BEGIN Input for this task
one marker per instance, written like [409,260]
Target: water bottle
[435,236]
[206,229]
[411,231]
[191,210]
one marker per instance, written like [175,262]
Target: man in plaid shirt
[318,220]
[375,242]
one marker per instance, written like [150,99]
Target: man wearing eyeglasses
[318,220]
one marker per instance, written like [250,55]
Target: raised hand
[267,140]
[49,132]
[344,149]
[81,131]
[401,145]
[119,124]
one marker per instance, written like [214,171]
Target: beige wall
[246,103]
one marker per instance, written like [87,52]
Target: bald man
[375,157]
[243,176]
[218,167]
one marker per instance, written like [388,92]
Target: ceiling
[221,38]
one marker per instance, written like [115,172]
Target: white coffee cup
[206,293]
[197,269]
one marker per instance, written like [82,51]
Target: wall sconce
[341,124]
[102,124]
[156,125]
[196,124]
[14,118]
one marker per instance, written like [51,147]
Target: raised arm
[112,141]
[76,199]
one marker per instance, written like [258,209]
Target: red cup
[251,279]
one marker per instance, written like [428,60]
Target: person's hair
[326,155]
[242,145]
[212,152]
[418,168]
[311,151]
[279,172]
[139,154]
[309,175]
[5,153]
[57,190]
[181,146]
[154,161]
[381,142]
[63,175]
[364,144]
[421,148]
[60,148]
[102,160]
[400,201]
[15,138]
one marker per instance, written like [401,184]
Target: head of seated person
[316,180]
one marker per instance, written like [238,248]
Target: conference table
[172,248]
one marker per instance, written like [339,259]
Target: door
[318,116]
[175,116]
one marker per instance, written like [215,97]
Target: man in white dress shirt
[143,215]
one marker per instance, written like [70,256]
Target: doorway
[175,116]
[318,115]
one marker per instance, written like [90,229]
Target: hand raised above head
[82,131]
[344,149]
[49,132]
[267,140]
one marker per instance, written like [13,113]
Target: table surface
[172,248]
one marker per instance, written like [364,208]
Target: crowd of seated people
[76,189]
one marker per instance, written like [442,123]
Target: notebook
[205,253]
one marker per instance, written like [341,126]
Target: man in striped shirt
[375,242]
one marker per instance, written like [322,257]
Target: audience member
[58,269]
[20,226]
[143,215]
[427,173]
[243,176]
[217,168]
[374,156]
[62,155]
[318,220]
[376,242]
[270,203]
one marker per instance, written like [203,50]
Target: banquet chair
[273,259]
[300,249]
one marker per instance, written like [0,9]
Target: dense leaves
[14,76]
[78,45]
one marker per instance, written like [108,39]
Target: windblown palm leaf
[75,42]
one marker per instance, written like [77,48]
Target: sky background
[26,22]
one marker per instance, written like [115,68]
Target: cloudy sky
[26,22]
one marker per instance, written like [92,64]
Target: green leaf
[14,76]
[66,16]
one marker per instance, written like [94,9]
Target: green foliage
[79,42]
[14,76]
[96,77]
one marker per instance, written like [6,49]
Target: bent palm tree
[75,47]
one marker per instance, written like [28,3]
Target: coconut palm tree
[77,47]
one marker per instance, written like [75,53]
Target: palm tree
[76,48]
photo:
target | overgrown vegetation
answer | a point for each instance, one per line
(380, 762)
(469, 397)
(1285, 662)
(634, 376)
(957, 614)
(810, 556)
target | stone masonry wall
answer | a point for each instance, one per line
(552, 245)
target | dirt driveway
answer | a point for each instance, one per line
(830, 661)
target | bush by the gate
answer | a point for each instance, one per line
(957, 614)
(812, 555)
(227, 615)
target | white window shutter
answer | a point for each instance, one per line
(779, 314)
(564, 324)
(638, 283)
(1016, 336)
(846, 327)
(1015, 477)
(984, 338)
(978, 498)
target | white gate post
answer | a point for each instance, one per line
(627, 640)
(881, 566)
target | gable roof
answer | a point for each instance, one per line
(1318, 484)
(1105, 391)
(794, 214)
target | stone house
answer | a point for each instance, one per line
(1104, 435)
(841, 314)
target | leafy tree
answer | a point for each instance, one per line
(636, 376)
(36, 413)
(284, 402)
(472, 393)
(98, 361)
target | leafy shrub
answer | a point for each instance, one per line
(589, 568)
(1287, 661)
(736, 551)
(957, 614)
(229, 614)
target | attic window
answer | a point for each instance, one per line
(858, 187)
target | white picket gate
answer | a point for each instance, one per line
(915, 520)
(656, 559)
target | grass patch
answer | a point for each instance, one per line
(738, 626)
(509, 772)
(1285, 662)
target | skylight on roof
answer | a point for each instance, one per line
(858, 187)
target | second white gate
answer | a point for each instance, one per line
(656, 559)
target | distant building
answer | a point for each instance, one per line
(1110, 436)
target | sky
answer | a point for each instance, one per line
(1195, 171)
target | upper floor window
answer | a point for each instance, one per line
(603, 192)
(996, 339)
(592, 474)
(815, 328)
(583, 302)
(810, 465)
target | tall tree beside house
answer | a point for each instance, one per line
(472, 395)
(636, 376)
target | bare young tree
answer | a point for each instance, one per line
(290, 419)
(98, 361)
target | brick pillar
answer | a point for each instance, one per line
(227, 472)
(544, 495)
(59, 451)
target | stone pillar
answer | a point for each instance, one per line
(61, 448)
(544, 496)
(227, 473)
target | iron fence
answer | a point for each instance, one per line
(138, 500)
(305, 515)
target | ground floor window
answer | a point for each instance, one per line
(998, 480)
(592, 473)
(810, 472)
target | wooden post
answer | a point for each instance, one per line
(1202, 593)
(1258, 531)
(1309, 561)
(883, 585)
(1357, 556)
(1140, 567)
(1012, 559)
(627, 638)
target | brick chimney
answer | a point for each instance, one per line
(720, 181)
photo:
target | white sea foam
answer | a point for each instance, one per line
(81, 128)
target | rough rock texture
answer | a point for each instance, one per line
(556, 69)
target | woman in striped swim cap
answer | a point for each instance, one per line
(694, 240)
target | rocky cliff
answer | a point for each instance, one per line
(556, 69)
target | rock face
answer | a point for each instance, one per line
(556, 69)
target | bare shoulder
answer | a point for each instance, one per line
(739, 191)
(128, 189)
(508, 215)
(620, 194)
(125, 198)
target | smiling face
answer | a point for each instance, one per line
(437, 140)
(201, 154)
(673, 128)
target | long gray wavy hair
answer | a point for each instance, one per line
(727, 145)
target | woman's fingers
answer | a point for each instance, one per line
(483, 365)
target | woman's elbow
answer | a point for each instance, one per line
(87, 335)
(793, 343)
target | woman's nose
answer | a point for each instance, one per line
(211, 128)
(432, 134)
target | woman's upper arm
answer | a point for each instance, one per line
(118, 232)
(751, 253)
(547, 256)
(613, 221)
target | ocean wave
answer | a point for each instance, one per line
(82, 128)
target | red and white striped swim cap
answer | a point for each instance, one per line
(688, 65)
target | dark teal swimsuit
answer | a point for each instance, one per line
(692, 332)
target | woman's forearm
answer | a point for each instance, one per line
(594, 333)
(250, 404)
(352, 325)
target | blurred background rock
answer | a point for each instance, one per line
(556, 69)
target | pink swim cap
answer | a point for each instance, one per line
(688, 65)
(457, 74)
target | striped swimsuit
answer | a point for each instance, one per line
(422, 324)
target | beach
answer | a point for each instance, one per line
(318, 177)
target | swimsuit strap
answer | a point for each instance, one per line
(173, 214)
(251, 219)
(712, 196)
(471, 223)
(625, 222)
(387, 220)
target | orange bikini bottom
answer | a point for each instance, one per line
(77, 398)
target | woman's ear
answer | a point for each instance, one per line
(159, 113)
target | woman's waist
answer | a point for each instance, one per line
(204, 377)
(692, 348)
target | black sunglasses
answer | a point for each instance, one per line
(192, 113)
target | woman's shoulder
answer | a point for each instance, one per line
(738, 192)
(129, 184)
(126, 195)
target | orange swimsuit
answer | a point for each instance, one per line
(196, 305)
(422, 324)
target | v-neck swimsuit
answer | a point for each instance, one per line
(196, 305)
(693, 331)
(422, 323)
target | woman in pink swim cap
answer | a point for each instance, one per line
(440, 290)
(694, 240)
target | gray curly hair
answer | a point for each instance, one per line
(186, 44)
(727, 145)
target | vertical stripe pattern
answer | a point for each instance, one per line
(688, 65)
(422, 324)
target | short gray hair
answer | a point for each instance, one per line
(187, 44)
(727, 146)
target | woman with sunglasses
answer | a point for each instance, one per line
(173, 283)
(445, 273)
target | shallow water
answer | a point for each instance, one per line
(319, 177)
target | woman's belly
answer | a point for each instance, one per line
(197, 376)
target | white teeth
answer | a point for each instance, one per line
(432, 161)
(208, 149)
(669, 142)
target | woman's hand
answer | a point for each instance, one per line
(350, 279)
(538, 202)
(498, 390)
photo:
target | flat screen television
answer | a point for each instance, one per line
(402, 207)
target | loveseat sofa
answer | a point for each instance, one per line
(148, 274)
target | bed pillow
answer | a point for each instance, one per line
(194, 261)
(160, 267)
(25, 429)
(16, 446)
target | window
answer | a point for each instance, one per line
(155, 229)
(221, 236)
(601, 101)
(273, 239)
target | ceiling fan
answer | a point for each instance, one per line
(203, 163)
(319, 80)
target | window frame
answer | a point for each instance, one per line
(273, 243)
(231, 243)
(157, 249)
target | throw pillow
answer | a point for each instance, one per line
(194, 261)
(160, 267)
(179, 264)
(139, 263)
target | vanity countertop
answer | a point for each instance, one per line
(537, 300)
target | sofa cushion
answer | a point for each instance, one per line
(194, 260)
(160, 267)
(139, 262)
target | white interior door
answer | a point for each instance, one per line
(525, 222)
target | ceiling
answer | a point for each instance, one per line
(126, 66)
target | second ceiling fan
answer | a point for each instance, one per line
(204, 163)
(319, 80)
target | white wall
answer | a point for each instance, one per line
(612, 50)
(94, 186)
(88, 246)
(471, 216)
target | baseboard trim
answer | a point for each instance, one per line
END Input for this task
Exercise objective: Repeat exactly the lines above from the one with "target | pink swim cap" up to and including the one with "target | woman's hand". No other line belongs in the reply.

Task solution:
target | pink swim cap
answer | a point for each instance, one per line
(688, 65)
(457, 74)
target | striped swimsuit
answer | a point for each instance, one per line
(422, 324)
target | beach
answer | a point for each instance, one per line
(318, 177)
target | swimsuit strap
answer | a point for each instance, one per line
(173, 214)
(251, 219)
(712, 196)
(471, 223)
(625, 222)
(387, 220)
target | orange bikini bottom
answer | a point for each instance, one per line
(77, 398)
target | woman's ear
answer | a point for each instance, one per line
(159, 113)
target | woman's waist
answer | a point for each instance, one per line
(204, 377)
(692, 348)
target | black sunglasses
answer | a point for each instance, one per line
(192, 113)
target | woman's shoulder
answer | a point for each instance, one per line
(738, 192)
(129, 184)
(126, 195)
target | orange swimsuit
answer | a point for each instance, one per line
(196, 305)
(422, 324)
target | v-neck swimsuit
answer | a point for each instance, one per line
(196, 305)
(693, 331)
(422, 323)
target | woman in pink swim cap
answer | a point for each instance, one per line
(440, 290)
(694, 240)
target | gray curly hair
answer | a point for each instance, one per line
(186, 44)
(727, 145)
target | vertical stripe pattern
answer | a point for each instance, one per line
(688, 65)
(422, 324)
target | short gray hair
answer | a point for each instance, one per line
(187, 44)
(727, 146)
target | woman with sunglasses
answer | a point for each instance, one per line
(173, 283)
(445, 273)
target | shallow water
answer | a point for each instance, one per line
(319, 177)
target | woman's belly
answer | a point for each instance, one per line
(197, 376)
target | white teeth
answer | a point for each instance, one per line
(432, 161)
(208, 149)
(669, 142)
target | woman's hand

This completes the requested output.